▸ **EXTRACTED DATA**:

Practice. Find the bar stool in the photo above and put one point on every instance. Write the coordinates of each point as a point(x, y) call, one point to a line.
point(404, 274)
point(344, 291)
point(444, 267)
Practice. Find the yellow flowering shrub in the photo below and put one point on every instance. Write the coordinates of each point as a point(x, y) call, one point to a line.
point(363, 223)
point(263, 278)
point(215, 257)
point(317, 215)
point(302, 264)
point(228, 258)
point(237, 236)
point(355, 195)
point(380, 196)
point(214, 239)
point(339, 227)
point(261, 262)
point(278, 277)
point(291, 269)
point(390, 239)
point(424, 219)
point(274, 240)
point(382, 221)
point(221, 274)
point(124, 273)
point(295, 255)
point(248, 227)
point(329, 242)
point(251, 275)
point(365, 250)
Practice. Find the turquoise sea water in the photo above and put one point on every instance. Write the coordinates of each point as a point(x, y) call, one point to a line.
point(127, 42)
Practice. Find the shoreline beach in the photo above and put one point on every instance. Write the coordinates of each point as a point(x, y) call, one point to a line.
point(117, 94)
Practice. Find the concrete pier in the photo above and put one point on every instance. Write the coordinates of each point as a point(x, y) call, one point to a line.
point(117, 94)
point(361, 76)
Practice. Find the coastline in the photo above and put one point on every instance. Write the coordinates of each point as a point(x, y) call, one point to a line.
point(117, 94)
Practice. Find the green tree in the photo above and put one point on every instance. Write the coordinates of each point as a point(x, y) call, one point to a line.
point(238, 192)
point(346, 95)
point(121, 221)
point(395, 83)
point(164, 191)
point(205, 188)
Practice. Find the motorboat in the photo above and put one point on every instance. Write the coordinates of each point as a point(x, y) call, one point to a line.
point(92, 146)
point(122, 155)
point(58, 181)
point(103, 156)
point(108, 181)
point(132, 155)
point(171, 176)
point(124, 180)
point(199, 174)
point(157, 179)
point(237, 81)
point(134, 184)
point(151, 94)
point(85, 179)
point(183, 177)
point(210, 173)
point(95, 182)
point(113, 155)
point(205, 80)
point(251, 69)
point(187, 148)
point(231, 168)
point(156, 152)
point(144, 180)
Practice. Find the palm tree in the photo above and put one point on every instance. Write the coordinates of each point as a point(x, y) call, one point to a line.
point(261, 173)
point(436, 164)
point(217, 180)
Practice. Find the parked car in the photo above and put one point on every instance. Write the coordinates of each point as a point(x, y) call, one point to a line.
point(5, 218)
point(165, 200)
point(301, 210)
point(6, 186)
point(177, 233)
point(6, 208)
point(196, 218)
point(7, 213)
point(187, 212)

▸ **GOAL**: Present all the lines above as a Markdown table with two columns, Row and Line, numbering each row and leaving out any blank lines.

▸ **ANSWER**:
| Row | Line |
|---|---|
| 1 | Practice. Find the bar stool in the photo above and put one point on every instance. Write the coordinates of each point as a point(x, y) call, one point to a line. |
| 2 | point(404, 274) |
| 3 | point(344, 291) |
| 4 | point(444, 267) |
| 5 | Practice. Find the yellow flowering shrub in the photo below and put one point on every instance. Write the coordinates of each point as a point(x, y) call, one point to a line. |
| 6 | point(363, 223) |
| 7 | point(263, 278) |
| 8 | point(215, 257) |
| 9 | point(317, 215) |
| 10 | point(302, 264) |
| 11 | point(228, 258) |
| 12 | point(237, 236) |
| 13 | point(355, 195) |
| 14 | point(380, 196) |
| 15 | point(214, 239) |
| 16 | point(339, 227) |
| 17 | point(261, 262) |
| 18 | point(278, 277) |
| 19 | point(291, 269) |
| 20 | point(390, 239) |
| 21 | point(424, 219) |
| 22 | point(274, 240) |
| 23 | point(382, 221) |
| 24 | point(221, 274) |
| 25 | point(124, 273) |
| 26 | point(295, 255) |
| 27 | point(248, 227) |
| 28 | point(329, 242) |
| 29 | point(251, 275) |
| 30 | point(365, 250) |
| 31 | Practice. Find the turquoise sea water in the photo above and put one point on every instance. Write the coordinates of each point as a point(x, y) call, one point to a line. |
| 32 | point(127, 42) |
| 33 | Practice. Find the shoreline beach in the photo above and put one point on every instance. Write the coordinates of each point as a point(x, y) call, one point to a line. |
| 34 | point(117, 94) |
| 35 | Practice. Find the concrete pier in the photo above and put one point on every instance. Write the coordinates of each point as a point(x, y) call, one point to a line. |
| 36 | point(117, 94) |
| 37 | point(361, 76) |
| 38 | Practice. Find the coastline in the photo above and put one point on every instance. Write the coordinates of each point as a point(x, y) call, one point to a line. |
| 39 | point(117, 94) |
| 40 | Practice. Find the green tree in the photo above and put one point on every instance. Write the coordinates of each point as a point(x, y) call, one point to a line. |
| 41 | point(238, 192) |
| 42 | point(346, 95) |
| 43 | point(121, 221) |
| 44 | point(395, 83) |
| 45 | point(164, 191) |
| 46 | point(205, 188) |
| 47 | Practice. Find the motorboat in the photo above and put one point on every instance. Write the coordinates of each point as a point(x, y) call, one point to a line. |
| 48 | point(92, 146) |
| 49 | point(122, 155) |
| 50 | point(58, 181) |
| 51 | point(103, 156) |
| 52 | point(108, 181) |
| 53 | point(132, 155) |
| 54 | point(171, 176) |
| 55 | point(124, 180) |
| 56 | point(199, 174) |
| 57 | point(157, 179) |
| 58 | point(237, 81) |
| 59 | point(134, 184) |
| 60 | point(151, 94) |
| 61 | point(85, 179) |
| 62 | point(183, 177) |
| 63 | point(210, 173) |
| 64 | point(95, 182) |
| 65 | point(113, 155) |
| 66 | point(205, 80) |
| 67 | point(251, 69) |
| 68 | point(187, 148) |
| 69 | point(231, 168) |
| 70 | point(156, 152) |
| 71 | point(144, 180) |
| 72 | Practice. Find the palm tree in the photo above and put one point on every instance. Write the coordinates of each point as a point(x, y) call, one point to a line. |
| 73 | point(261, 173) |
| 74 | point(436, 164) |
| 75 | point(217, 180) |
| 76 | Practice. Find the parked car in the photo above and put one point on every instance. Write the coordinates of each point as a point(x, y) call, one point to a line. |
| 77 | point(5, 218) |
| 78 | point(165, 200) |
| 79 | point(301, 210) |
| 80 | point(6, 186) |
| 81 | point(177, 233) |
| 82 | point(6, 208) |
| 83 | point(196, 218) |
| 84 | point(7, 213) |
| 85 | point(187, 212) |